- **EXTRACT PROVIDED**:

____

There's a 9 repeating 6 times in there which I'd think is a pretty rare occurrence in pi. I wonder what the longest occurrence of a repeating digit is.

[–] [email protected] 23 points 10 months ago* (last edited 10 months ago) (1 children)

Pi is infinite so every combination/string of numbers is in there, if we calculated enough you could find a billion 2s next to each other

You can look through the first trillion here

https://archive.org/details/pi_dec_1t

Though it’s a bunch of downloading

[–] [email protected] 15 points 10 months ago (2 children)

Not necessarily. It could just become a series of 1's repeating forever. Nothing would require it to contain all strings of numbers.

[–] [email protected] 6 points 10 months ago

It could just become a series of 1’s repeating forever

If that happens in a number, then it is rational. Pi is not rational, so that will never happen in pi.

[–] [email protected] 2 points 10 months ago (2 children)

The point of pi is that it’s non-repeating

[–] [email protected] 26 points 10 months ago (1 children)

Take a look at 0.101001000100001... This number is also non-repeating, but obviously doesn't contain all numbers with finite digits.

The property you're looking for is called to be a normal number. Pi is assumed to be one, but it hasn't yet been proven.

However, in a sense this is an unremarkable property as almost all real numbers are normal. :)

[–] [email protected] -2 points 10 months ago

but obviously doesn’t contain all numbers with finite digits.

____

- **DATA SECTION**:
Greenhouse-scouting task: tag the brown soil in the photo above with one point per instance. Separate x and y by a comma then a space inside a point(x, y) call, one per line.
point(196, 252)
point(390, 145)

____

- **WHAT TO DO**: In the discussion of pi's digits, copy the passage that begins at the words "[–] [email protected] 6" and stops after "doesn't contain all numbers with finite digits.", swapping "rational" for "a rational number" throughout.

- **FINISHED TASK**:
[–] [email protected] 6 points 10 months ago

It could just become a series of 1’s repeating forever

If that happens in a number, then it is a rational number. Pi is not a rational number, so that will never happen in pi.

[–] [email protected] 2 points 10 months ago (2 children)

The point of pi is that it’s non-repeating

[–] [email protected] 26 points 10 months ago (1 children)

Take a look at 0.101001000100001... This number is also non-repeating, but obviously doesn't contain all numbers with finite digits.